* **SELECTED TEXT**
::::::

Each website has a different audience, and each audience has its unique characteristics. Some websites may appeal to kids and be fun and interactive. Others may sell adult-oriented products such as home security systems or car insurance.
When you design a website for a particular age group, educate yourself on your audience’s desires and emotional triggers. It is important that your website designers thoroughly understand the demographic that you’d like to appeal to.
Designing for children
If you are designing your website for kids:
- Keep a clean user interface. Too much clutter can distract children.
- Use vivid and exciting colors.
- Use animation and sound.
- Reinforce actions through emotions.
Designing for teenagers
Teens are more adept at technology and have access to more mobile devices. If you are designing for teenagers, consider the following.
- Simplify your website design to eliminate distracting material.
- Include plenty of visually stimulating graphics.
- Make sure that your design does not look too simplistic or childish.
- Keep up with social trends.
Designing for adults
Designing for adults is straightforward. They are drawn in by content and not by sound or animation. Adult users value content and are more intent on getting answers to their questions.
Designing for the golden years
As adults decline in dexterity and motor skills, their ability to navigate a website diminishes. Furthermore, some seniors have only recently been introduced to the web, so keep your design simple and intuitive. Seniors are more open to exploring websites and often more patient than children and adults.
Seniors value interaction and are more willing to research, read, and learn new things. Because they are more experienced in life, they are often very adept at solving problems. Design for this age group should feature easy-to-read text and links that are simple to click. Navigation should be simple and straightforward.
Nobody expects a design to appeal to all age groups. Know your main audience and cater specifically to their needs, aptitude, goals, and preferences.

::::::

* **DATASET**
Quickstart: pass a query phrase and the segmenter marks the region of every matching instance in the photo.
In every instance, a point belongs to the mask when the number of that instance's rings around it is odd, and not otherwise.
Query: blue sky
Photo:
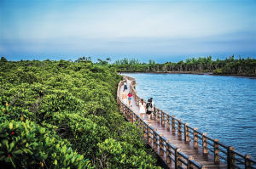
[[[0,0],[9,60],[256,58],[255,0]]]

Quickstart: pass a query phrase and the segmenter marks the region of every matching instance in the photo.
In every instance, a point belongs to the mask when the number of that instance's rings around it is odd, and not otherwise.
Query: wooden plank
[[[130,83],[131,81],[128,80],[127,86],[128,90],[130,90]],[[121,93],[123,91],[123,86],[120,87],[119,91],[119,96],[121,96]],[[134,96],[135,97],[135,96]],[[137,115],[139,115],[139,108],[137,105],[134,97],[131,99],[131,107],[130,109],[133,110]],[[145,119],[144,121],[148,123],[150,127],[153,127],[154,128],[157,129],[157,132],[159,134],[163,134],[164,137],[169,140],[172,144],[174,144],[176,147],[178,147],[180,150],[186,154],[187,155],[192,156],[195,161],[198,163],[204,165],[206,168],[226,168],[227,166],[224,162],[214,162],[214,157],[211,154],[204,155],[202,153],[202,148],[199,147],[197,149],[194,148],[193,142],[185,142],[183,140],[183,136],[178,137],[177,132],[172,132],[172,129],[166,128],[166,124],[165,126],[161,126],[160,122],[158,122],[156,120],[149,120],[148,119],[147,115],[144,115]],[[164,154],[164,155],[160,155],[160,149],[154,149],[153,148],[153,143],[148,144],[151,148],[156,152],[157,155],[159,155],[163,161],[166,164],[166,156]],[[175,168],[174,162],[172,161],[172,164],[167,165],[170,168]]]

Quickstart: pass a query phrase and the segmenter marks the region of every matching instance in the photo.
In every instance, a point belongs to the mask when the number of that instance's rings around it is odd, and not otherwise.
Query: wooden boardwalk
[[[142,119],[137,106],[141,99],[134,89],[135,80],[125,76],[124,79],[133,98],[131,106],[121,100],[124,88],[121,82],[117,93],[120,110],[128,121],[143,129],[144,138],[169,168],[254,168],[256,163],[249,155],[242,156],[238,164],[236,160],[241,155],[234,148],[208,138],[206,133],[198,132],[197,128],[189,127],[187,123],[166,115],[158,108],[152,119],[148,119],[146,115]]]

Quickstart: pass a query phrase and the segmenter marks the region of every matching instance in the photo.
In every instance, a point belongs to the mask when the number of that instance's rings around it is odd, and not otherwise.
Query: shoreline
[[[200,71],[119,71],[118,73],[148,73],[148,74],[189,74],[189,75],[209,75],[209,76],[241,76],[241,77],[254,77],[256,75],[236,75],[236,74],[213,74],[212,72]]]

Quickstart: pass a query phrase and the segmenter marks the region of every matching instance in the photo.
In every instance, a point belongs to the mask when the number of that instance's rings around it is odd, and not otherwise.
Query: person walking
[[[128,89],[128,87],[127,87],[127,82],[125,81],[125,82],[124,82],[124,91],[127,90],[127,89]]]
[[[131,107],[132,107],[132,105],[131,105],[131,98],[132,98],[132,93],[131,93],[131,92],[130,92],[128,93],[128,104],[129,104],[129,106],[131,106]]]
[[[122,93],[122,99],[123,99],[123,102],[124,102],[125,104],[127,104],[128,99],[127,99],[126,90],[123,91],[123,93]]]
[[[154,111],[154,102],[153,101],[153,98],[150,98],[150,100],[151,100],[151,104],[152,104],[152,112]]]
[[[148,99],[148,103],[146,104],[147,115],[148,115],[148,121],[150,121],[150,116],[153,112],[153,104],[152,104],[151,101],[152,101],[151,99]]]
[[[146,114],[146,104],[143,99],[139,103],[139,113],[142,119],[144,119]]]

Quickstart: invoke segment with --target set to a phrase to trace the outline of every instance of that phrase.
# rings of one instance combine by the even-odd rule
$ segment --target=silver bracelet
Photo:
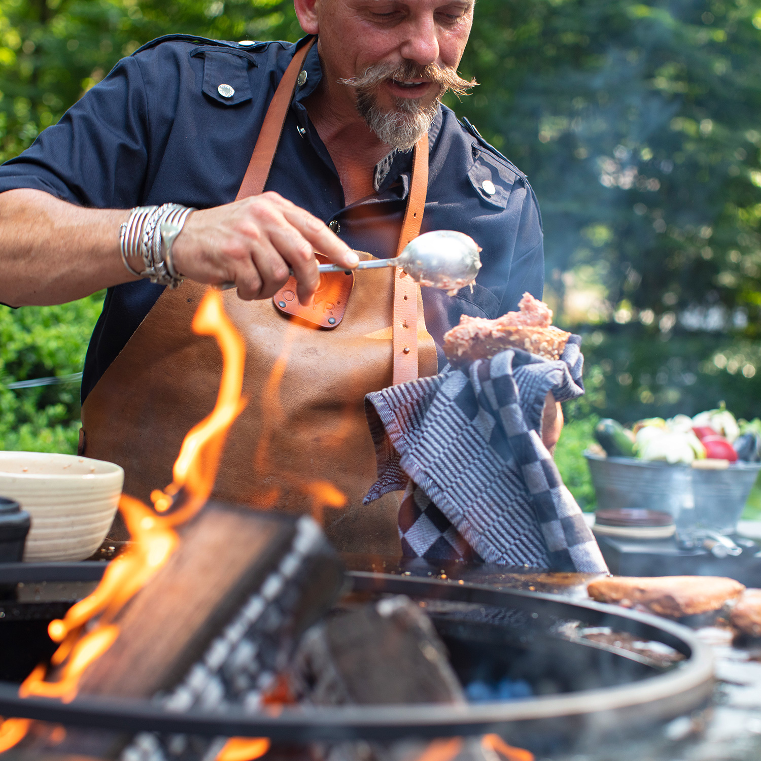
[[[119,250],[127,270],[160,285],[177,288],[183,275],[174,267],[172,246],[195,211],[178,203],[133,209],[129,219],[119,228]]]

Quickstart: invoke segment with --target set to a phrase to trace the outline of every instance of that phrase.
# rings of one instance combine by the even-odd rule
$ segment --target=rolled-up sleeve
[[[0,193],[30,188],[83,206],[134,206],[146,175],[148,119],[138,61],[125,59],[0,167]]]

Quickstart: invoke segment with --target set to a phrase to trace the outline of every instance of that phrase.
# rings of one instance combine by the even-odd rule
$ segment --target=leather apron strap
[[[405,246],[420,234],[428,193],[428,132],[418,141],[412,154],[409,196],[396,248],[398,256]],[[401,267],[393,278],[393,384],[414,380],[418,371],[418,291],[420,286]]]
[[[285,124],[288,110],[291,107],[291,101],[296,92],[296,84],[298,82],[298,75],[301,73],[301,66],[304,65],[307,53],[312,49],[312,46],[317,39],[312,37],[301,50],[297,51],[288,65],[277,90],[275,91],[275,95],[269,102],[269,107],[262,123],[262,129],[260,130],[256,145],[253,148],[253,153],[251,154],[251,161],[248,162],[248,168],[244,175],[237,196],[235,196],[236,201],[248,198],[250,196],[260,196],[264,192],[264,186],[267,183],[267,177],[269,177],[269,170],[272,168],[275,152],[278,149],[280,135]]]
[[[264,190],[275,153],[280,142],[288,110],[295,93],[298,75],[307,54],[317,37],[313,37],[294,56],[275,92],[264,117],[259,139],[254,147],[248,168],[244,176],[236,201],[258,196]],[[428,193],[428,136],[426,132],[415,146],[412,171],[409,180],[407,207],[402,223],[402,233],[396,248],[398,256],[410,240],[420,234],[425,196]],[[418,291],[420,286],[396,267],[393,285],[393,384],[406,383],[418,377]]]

::::::

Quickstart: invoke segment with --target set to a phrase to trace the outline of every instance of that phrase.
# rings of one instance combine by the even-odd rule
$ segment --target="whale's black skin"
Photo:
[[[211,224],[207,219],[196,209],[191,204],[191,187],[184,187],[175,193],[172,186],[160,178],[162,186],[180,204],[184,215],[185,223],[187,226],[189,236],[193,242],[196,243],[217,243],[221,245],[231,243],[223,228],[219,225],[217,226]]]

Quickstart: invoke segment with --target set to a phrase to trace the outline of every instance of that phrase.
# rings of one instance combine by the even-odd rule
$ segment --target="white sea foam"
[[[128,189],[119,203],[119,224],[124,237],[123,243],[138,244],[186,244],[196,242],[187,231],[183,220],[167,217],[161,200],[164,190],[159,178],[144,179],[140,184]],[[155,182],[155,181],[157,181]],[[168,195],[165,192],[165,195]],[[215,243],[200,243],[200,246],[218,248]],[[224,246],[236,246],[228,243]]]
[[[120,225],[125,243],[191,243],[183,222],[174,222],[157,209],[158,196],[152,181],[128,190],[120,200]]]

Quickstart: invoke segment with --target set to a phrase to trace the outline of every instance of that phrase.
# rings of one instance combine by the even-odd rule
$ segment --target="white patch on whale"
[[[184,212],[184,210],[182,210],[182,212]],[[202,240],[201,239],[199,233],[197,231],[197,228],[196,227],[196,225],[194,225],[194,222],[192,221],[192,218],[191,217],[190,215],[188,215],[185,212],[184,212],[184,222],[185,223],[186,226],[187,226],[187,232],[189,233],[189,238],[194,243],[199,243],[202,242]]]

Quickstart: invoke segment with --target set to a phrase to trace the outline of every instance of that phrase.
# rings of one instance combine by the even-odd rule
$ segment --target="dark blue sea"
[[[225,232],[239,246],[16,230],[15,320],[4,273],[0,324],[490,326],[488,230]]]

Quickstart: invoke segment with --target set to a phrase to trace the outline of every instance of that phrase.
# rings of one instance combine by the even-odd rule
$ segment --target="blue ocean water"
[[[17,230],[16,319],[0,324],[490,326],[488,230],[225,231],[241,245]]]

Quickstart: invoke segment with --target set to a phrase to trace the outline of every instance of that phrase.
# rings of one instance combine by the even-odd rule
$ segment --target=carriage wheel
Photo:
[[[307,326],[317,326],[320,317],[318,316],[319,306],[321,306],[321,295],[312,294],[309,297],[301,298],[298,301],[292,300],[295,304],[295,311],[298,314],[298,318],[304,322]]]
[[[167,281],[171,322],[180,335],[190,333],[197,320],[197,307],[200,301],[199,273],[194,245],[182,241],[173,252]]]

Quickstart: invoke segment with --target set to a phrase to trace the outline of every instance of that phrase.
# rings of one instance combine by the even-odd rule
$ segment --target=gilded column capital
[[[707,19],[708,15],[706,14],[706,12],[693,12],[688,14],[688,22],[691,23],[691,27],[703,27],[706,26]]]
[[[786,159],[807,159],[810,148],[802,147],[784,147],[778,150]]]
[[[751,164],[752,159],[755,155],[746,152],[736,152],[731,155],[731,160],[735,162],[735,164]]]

::::::

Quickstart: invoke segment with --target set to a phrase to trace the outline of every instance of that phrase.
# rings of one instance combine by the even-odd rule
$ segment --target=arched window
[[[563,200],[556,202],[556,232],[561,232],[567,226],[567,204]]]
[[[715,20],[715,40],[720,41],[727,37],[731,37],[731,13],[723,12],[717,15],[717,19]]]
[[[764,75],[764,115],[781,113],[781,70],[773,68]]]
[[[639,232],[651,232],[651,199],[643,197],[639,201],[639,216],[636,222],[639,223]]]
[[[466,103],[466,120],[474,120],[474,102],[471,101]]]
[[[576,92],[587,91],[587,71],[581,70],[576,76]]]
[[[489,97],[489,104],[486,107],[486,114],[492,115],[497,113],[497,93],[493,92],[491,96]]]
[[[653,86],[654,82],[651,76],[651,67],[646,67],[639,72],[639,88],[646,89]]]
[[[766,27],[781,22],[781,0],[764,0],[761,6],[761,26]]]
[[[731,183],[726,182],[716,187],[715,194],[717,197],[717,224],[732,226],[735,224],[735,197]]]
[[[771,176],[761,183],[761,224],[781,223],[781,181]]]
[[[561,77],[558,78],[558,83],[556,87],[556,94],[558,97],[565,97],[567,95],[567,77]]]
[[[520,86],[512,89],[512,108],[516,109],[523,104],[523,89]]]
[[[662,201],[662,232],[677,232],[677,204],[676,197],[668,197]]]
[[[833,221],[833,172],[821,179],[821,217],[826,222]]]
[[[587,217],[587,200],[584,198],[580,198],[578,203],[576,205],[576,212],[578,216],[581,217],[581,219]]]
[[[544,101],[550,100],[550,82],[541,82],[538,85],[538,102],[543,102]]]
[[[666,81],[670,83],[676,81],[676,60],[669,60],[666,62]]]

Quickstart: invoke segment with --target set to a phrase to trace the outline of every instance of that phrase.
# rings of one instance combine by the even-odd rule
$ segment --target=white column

::::::

* **WORK REQUEST**
According to the text on designing websites for different age groups, what are adult users drawn in by?

* **SOLUTION TO THIS EXERCISE**
Adults are drawn in by content, not by sound or animation.